Reproduce each of the lines word for word.

>>

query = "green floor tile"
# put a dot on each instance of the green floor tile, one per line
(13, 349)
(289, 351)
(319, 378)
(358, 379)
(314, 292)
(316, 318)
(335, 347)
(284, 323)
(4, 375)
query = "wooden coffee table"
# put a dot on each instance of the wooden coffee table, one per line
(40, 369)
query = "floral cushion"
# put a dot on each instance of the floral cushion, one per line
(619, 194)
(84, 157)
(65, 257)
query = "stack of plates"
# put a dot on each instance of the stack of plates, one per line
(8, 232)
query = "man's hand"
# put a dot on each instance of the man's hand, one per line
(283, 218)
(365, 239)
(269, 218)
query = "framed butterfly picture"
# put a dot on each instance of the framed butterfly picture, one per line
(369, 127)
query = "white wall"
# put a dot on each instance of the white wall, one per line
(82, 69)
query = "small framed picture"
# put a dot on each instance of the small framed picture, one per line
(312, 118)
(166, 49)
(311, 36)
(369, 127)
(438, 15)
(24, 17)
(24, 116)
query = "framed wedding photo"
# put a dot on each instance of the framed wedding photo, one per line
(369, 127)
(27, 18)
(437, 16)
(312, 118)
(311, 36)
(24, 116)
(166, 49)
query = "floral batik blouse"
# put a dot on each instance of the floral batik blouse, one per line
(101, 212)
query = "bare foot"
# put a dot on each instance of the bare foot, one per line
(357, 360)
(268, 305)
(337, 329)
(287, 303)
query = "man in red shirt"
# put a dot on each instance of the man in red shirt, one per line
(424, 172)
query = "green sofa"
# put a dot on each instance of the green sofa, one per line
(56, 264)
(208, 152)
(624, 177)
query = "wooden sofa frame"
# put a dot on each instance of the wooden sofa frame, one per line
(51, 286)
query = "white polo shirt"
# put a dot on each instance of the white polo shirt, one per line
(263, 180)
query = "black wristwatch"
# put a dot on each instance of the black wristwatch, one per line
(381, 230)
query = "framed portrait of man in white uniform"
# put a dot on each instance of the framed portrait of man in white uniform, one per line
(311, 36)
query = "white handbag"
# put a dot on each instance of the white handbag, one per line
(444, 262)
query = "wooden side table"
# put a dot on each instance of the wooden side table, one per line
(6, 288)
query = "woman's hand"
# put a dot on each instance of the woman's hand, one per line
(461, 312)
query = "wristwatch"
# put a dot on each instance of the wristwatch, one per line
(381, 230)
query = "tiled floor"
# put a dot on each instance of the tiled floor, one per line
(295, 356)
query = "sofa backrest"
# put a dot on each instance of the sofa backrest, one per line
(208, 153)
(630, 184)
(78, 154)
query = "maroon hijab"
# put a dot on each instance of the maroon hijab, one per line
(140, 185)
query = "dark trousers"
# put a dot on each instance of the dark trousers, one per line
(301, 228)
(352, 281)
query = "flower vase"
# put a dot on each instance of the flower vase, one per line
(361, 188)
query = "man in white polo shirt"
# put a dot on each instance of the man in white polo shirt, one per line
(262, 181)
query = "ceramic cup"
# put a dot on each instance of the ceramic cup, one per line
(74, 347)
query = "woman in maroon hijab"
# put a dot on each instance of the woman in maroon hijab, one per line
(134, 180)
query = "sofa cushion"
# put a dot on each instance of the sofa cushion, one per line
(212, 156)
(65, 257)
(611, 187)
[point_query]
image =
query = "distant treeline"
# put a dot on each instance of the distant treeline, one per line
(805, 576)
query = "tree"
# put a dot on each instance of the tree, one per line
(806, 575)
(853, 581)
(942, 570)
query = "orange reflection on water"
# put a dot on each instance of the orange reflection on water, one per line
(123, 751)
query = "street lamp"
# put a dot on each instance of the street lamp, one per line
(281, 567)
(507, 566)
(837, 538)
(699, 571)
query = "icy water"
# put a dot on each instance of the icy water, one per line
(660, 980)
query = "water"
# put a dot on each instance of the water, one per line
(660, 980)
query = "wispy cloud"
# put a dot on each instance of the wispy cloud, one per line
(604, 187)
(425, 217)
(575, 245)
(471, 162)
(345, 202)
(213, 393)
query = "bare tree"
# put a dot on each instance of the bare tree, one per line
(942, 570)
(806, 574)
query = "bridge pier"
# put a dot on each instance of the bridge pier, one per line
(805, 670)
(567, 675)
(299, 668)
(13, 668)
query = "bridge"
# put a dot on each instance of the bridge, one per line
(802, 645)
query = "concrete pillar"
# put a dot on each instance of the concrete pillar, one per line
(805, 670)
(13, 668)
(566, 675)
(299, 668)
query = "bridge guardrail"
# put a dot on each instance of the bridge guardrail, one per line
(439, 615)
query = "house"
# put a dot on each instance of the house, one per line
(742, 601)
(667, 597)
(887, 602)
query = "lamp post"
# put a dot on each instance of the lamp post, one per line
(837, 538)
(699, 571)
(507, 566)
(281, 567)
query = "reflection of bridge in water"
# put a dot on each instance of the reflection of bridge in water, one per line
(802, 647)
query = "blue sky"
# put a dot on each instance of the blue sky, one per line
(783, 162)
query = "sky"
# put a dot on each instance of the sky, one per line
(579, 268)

<<

▶ RESULT FOR THIS EXERCISE:
query = "green floor tile"
# put a dot on each instance of the green floor tile, one per line
(13, 349)
(289, 351)
(319, 378)
(358, 379)
(314, 292)
(316, 318)
(335, 347)
(284, 323)
(4, 375)
query = "wooden coffee table"
# put a dot on each instance of the wooden coffee table, one per line
(40, 369)
query = "floral cushion"
# put a dot on each instance of the floral cushion, one per line
(619, 194)
(84, 157)
(65, 257)
query = "stack of plates"
# put a dot on each instance of the stack of plates, one per line
(8, 232)
query = "man's hand"
# put a dot on each instance of the man's hand, one per line
(283, 218)
(365, 239)
(269, 218)
query = "framed butterfly picture"
# put a dot on each instance of the framed butterfly picture, one per line
(369, 127)
query = "white wall"
# put a dot on each instance of the white wall, one per line
(82, 69)
query = "small framed picture"
# put a dot on each instance of the small framed picture, one per line
(312, 118)
(166, 49)
(311, 36)
(369, 127)
(438, 15)
(24, 17)
(24, 116)
query = "framed wedding photo"
# put a dot on each instance of the framed wedding photo, one per line
(369, 127)
(27, 18)
(437, 16)
(312, 118)
(311, 36)
(24, 116)
(166, 49)
query = "floral batik blouse"
# put a dot on each instance of the floral batik blouse, one per line
(101, 212)
query = "bare foot"
# put a dot on each instance of the bare foot, one per line
(357, 360)
(268, 305)
(337, 329)
(287, 303)
query = "man in red shirt"
# put a dot on each instance of the man in red shirt, one per line
(424, 172)
query = "green sofa"
# put a dot on each instance of the green sofa, one per line
(56, 264)
(208, 152)
(624, 177)
query = "wooden sofa frame"
# put a dot on each instance of the wooden sofa frame, one per line
(51, 286)
query = "white polo shirt"
# put a dot on each instance of the white polo shirt, one per line
(263, 180)
query = "black wristwatch"
# put a dot on each instance of the black wristwatch, one per line
(381, 230)
query = "framed portrait of man in white uniform"
# put a dot on each instance of the framed portrait of man in white uniform, one per line
(311, 36)
query = "white handbag"
# put a dot on each instance of the white handbag, one per line
(444, 262)
query = "wooden side table"
# put a dot on each instance of the wooden side table, one per line
(6, 288)
query = "woman's hand"
# put a dot on each instance of the woman's hand, one per line
(461, 312)
query = "wristwatch"
# put a dot on each instance of the wristwatch, one per line
(381, 230)
query = "tiled floor"
# put a dot on each instance of the tiled floor, one per line
(295, 356)
query = "sofa backrest"
# put a dot on each instance of the sofa backrest, one per line
(208, 153)
(630, 184)
(78, 154)
query = "maroon hijab"
# put a dot on each instance of the maroon hijab, one per line
(140, 185)
query = "dark trousers"
# put a dot on each instance of the dark trousers, one per line
(301, 228)
(352, 281)
query = "flower vase"
# put a dot on each instance of the flower vase, one per line
(361, 188)
query = "man in white polo shirt"
# put a dot on each instance of the man in white polo shirt, one per line
(262, 181)
query = "ceramic cup"
# put a dot on each instance of the ceramic cup, one per line
(74, 347)
query = "woman in maroon hijab"
# put a dot on each instance of the woman in maroon hijab, one per line
(134, 180)
query = "sofa cushion"
# put a dot on each instance of the sofa cushion, one per line
(212, 156)
(65, 257)
(611, 187)
[point_query]
image =
query = "distant treeline"
# put a dot on each instance of the distant treeline, one per line
(805, 576)
query = "tree"
# put a dot on each instance of the tree, one per line
(806, 575)
(853, 581)
(942, 570)
query = "orange reflection on water"
# put a dot on each instance of the orange reflection on water, one per line
(123, 751)
query = "street lamp"
# put a dot on each instance of the street lamp, one per line
(281, 567)
(507, 566)
(837, 538)
(699, 571)
query = "icy water"
# put a dot on each instance of the icy water, one per line
(660, 980)
query = "water"
# put a dot on each instance of the water, one per line
(660, 980)
query = "wispy cloud"
# put a dot on each instance of the wispy cloud, one per line
(604, 187)
(425, 217)
(575, 245)
(471, 162)
(345, 202)
(213, 393)
query = "bare tree"
# put a dot on each instance of the bare tree, one per line
(942, 570)
(806, 574)
query = "bridge pier"
# put a dot on each instance of the bridge pier, one per line
(805, 670)
(567, 675)
(299, 668)
(13, 668)
query = "bridge"
# put a dot on each instance of the bridge, one per line
(802, 645)
query = "concrete pillar"
# put a dot on each instance of the concrete pillar, one per line
(805, 670)
(13, 668)
(566, 675)
(299, 668)
query = "bridge guardrail"
# put a dot on each instance of the bridge guardrail, one per line
(439, 615)
query = "house"
# put a dot on each instance of the house, one per line
(742, 601)
(667, 597)
(887, 602)
query = "lamp post"
# put a dot on each instance of the lamp post, one per line
(837, 538)
(699, 571)
(507, 566)
(281, 567)
query = "reflection of bridge in water"
# put a dot on each instance of the reflection of bridge in water, one per line
(802, 647)
query = "blue sky"
# put a dot on each instance of the blue sky, one per line
(783, 162)
query = "sky"
# put a dot on each instance of the sky, one per line
(579, 268)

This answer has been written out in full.